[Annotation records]
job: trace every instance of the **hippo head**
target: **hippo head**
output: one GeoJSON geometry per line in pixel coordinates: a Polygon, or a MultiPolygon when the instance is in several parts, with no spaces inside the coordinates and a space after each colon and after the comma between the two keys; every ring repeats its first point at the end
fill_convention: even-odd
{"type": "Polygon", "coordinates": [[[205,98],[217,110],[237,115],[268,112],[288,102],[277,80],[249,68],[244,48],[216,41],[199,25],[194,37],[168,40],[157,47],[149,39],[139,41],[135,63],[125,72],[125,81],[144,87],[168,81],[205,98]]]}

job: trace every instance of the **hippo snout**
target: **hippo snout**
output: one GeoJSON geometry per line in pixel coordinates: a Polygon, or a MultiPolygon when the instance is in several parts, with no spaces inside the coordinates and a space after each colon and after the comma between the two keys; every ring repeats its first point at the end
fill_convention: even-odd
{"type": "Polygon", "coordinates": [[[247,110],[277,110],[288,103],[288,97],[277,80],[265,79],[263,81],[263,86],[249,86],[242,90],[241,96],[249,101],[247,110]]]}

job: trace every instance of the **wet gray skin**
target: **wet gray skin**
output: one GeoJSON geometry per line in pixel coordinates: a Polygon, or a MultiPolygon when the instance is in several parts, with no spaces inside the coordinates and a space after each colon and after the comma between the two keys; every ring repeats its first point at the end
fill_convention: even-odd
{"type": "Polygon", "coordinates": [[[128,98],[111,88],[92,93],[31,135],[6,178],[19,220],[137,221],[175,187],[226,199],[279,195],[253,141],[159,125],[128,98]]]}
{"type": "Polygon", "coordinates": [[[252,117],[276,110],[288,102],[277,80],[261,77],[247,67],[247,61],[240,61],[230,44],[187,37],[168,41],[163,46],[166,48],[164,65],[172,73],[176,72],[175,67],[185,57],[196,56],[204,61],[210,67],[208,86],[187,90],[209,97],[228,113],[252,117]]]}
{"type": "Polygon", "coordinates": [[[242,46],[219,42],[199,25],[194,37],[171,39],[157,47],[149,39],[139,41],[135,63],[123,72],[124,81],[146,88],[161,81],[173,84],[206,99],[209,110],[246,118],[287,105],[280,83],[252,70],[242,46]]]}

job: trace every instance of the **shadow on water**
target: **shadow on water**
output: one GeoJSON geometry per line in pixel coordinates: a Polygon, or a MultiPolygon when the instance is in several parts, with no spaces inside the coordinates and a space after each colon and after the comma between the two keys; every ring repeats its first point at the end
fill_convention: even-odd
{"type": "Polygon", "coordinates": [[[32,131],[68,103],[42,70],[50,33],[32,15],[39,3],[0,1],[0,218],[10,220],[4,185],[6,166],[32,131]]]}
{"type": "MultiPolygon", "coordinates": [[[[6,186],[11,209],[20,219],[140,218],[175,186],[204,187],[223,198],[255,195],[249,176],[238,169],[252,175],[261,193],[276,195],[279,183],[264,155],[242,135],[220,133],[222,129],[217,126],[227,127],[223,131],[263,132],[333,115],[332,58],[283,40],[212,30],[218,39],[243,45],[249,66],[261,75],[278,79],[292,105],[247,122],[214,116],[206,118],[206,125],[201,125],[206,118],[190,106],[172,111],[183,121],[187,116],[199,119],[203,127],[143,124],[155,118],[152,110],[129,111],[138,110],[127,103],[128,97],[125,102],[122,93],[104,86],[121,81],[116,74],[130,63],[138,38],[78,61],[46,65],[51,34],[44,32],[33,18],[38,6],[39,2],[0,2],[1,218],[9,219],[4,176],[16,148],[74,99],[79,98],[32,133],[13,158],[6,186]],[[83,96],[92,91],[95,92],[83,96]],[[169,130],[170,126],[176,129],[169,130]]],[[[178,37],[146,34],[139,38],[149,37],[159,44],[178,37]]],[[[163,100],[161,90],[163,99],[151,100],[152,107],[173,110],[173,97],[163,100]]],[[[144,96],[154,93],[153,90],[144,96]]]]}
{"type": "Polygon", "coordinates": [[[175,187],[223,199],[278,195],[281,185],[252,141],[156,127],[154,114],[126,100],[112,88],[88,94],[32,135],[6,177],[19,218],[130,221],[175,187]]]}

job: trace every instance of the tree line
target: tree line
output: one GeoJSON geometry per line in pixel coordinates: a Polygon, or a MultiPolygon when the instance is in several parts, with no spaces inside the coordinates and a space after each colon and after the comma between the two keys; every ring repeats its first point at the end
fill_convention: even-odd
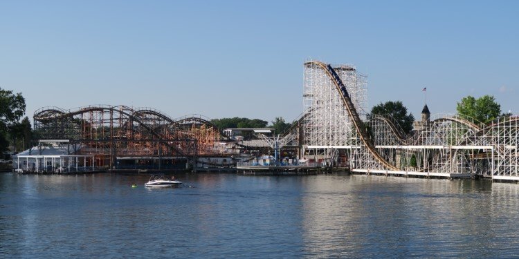
{"type": "Polygon", "coordinates": [[[29,148],[33,144],[33,133],[30,121],[25,114],[25,98],[21,93],[0,88],[0,151],[14,151],[29,148]]]}
{"type": "MultiPolygon", "coordinates": [[[[458,115],[468,120],[488,124],[499,117],[510,116],[509,113],[501,113],[501,105],[495,102],[491,95],[483,95],[475,98],[468,95],[457,102],[456,110],[458,115]]],[[[401,101],[386,102],[374,106],[371,110],[372,115],[390,116],[400,125],[406,134],[412,131],[415,117],[408,113],[408,110],[401,101]]]]}
{"type": "MultiPolygon", "coordinates": [[[[491,95],[484,95],[475,98],[468,95],[457,102],[458,115],[467,119],[488,124],[499,117],[510,116],[509,113],[501,113],[501,106],[491,95]]],[[[0,88],[0,151],[9,150],[21,151],[29,148],[37,138],[33,131],[30,121],[28,117],[21,119],[25,114],[25,98],[21,93],[15,93],[12,90],[0,88]]],[[[371,110],[372,115],[392,117],[402,128],[406,133],[412,131],[415,117],[408,113],[407,108],[401,101],[389,101],[374,106],[371,110]]],[[[282,117],[277,117],[270,123],[260,119],[244,117],[230,117],[213,119],[211,122],[218,128],[273,128],[276,134],[282,134],[288,131],[297,121],[286,122],[282,117]]]]}
{"type": "Polygon", "coordinates": [[[293,123],[285,122],[282,117],[276,117],[273,121],[268,122],[260,119],[221,118],[211,119],[211,123],[220,130],[226,128],[273,128],[276,134],[283,133],[288,131],[293,123]]]}

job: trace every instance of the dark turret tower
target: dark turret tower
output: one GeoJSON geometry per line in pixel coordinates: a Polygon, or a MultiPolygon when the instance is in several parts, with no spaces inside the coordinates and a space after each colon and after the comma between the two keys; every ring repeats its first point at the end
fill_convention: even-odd
{"type": "Polygon", "coordinates": [[[415,130],[423,131],[429,126],[430,123],[430,112],[429,111],[429,107],[427,107],[427,104],[426,104],[421,110],[421,120],[415,122],[415,130]]]}
{"type": "Polygon", "coordinates": [[[427,107],[427,104],[424,106],[421,110],[421,122],[426,124],[430,121],[430,112],[429,112],[429,108],[427,107]]]}

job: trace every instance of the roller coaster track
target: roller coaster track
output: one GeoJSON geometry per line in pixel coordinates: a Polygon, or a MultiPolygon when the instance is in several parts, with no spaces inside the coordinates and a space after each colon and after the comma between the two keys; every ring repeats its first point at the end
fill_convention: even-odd
{"type": "MultiPolygon", "coordinates": [[[[399,127],[397,125],[396,122],[394,122],[385,117],[379,116],[379,115],[375,116],[373,117],[373,119],[380,120],[385,123],[391,129],[391,132],[399,139],[401,144],[403,144],[405,142],[410,140],[412,137],[412,136],[406,136],[403,132],[399,128],[399,127]]],[[[433,121],[431,122],[431,124],[434,124],[435,123],[439,123],[439,122],[452,122],[459,123],[461,124],[465,125],[471,128],[472,130],[474,131],[474,132],[476,132],[476,133],[479,133],[480,131],[482,131],[482,127],[480,126],[479,125],[476,124],[475,123],[473,122],[471,122],[470,120],[468,120],[459,116],[455,116],[455,115],[434,119],[433,121]]]]}
{"type": "MultiPolygon", "coordinates": [[[[113,113],[118,113],[120,115],[125,115],[128,119],[130,120],[136,122],[139,126],[142,126],[143,128],[146,130],[147,132],[151,133],[154,137],[156,137],[157,139],[161,139],[162,135],[156,132],[156,128],[152,128],[152,125],[149,125],[145,123],[147,115],[151,115],[153,116],[156,116],[156,117],[161,119],[161,120],[164,121],[165,123],[163,125],[164,126],[172,126],[174,128],[179,128],[183,124],[188,123],[194,122],[199,124],[206,124],[209,125],[210,126],[213,127],[215,129],[217,129],[217,127],[213,124],[209,119],[206,119],[204,118],[202,118],[201,115],[192,115],[192,116],[185,116],[181,118],[179,118],[178,119],[174,119],[170,117],[169,116],[166,115],[165,114],[152,109],[149,108],[138,108],[138,110],[134,110],[128,106],[104,106],[104,105],[100,105],[100,106],[85,106],[85,107],[81,107],[79,108],[76,111],[67,111],[61,109],[57,107],[44,107],[39,110],[37,110],[36,112],[35,112],[34,115],[34,119],[35,120],[37,120],[39,122],[48,122],[49,120],[53,119],[73,119],[75,115],[80,115],[82,113],[89,113],[89,112],[104,112],[104,111],[111,111],[113,113]]],[[[78,122],[73,122],[75,123],[79,123],[78,122]]],[[[131,128],[132,131],[135,131],[134,128],[131,128]]],[[[218,131],[220,135],[222,137],[224,137],[225,138],[227,138],[227,136],[222,134],[222,133],[220,131],[218,131]]],[[[170,145],[167,142],[163,142],[164,144],[166,145],[168,148],[171,148],[172,150],[174,150],[175,152],[176,152],[178,154],[182,156],[185,157],[189,157],[190,155],[188,155],[185,154],[185,152],[183,152],[181,149],[179,148],[170,145]]],[[[235,164],[236,162],[232,162],[230,164],[223,164],[223,163],[210,163],[204,161],[201,161],[199,159],[197,159],[197,162],[199,162],[200,164],[208,164],[208,165],[212,165],[212,166],[224,166],[224,165],[228,165],[228,164],[235,164]]]]}
{"type": "Polygon", "coordinates": [[[328,74],[328,76],[329,76],[330,79],[334,82],[334,84],[335,84],[337,90],[340,93],[341,93],[340,96],[343,99],[343,103],[345,106],[346,106],[346,109],[348,111],[349,117],[351,118],[354,126],[355,126],[355,130],[358,134],[358,136],[360,137],[362,142],[366,146],[370,153],[373,155],[373,157],[379,162],[382,164],[386,169],[388,169],[388,170],[398,171],[399,169],[397,166],[391,164],[389,162],[385,160],[376,151],[376,148],[373,144],[373,140],[370,137],[369,135],[366,132],[366,130],[364,128],[364,124],[361,119],[361,117],[358,116],[358,113],[357,113],[357,111],[355,108],[352,99],[349,98],[349,95],[348,94],[348,92],[346,90],[346,87],[344,86],[344,84],[343,84],[343,80],[340,79],[340,77],[339,77],[331,66],[325,64],[320,61],[310,61],[307,62],[306,64],[316,65],[322,68],[325,72],[326,72],[327,74],[328,74]]]}
{"type": "MultiPolygon", "coordinates": [[[[127,106],[87,106],[87,107],[83,107],[78,111],[69,111],[67,113],[62,112],[62,111],[60,111],[60,113],[46,113],[46,110],[40,111],[37,113],[35,113],[34,115],[35,119],[37,120],[48,120],[48,119],[57,119],[60,118],[64,117],[69,117],[69,118],[73,118],[74,115],[80,115],[84,113],[88,113],[91,111],[109,111],[112,112],[117,112],[122,115],[125,115],[127,116],[127,117],[132,121],[134,121],[137,122],[139,125],[140,125],[143,128],[144,128],[146,131],[149,132],[153,136],[155,137],[157,137],[158,139],[160,139],[161,137],[161,135],[157,133],[154,129],[149,127],[146,124],[145,124],[143,122],[142,122],[140,119],[140,116],[138,116],[139,113],[137,113],[137,111],[132,110],[131,108],[127,107],[127,106]],[[126,111],[124,111],[123,109],[117,109],[117,108],[124,108],[126,110],[129,110],[131,111],[131,113],[127,113],[126,111]]],[[[55,111],[55,110],[52,110],[55,111]]],[[[181,155],[188,157],[188,155],[185,155],[185,154],[182,152],[180,149],[177,148],[176,147],[170,145],[169,143],[165,142],[165,145],[170,148],[171,149],[175,151],[177,153],[180,154],[181,155]]]]}
{"type": "Polygon", "coordinates": [[[397,136],[397,138],[398,138],[401,142],[403,142],[408,140],[408,137],[406,137],[405,133],[401,131],[401,128],[399,128],[399,126],[397,126],[396,122],[394,122],[391,119],[381,115],[374,116],[372,119],[379,120],[385,123],[390,127],[390,129],[391,129],[391,132],[394,134],[395,136],[397,136]]]}

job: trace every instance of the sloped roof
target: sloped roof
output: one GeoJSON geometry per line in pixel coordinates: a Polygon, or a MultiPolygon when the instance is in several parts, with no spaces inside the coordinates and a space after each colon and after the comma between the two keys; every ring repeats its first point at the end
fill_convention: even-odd
{"type": "Polygon", "coordinates": [[[426,104],[426,106],[424,106],[424,109],[421,110],[421,113],[430,113],[429,112],[429,108],[427,107],[427,104],[426,104]]]}

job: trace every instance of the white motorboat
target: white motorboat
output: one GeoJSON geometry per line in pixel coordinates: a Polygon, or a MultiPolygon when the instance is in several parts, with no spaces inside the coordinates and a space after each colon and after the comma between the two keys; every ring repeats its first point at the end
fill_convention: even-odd
{"type": "Polygon", "coordinates": [[[182,182],[175,180],[174,177],[172,177],[171,180],[164,179],[164,175],[152,175],[148,182],[144,184],[146,187],[172,187],[172,186],[180,186],[182,185],[182,182]]]}

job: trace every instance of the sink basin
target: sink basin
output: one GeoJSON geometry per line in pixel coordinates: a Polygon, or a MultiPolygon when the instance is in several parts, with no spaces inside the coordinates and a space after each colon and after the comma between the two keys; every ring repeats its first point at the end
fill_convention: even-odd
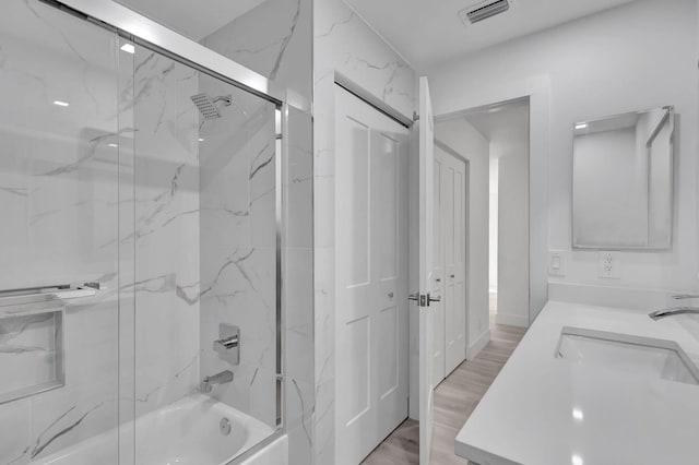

> _WHAT NEEDS TO BE DONE_
Locate every line in the listing above that contains the word "sloped", and copy each such line.

> _EXPECTED OUTPUT_
job: trace every instance of the sloped roof
target: sloped roof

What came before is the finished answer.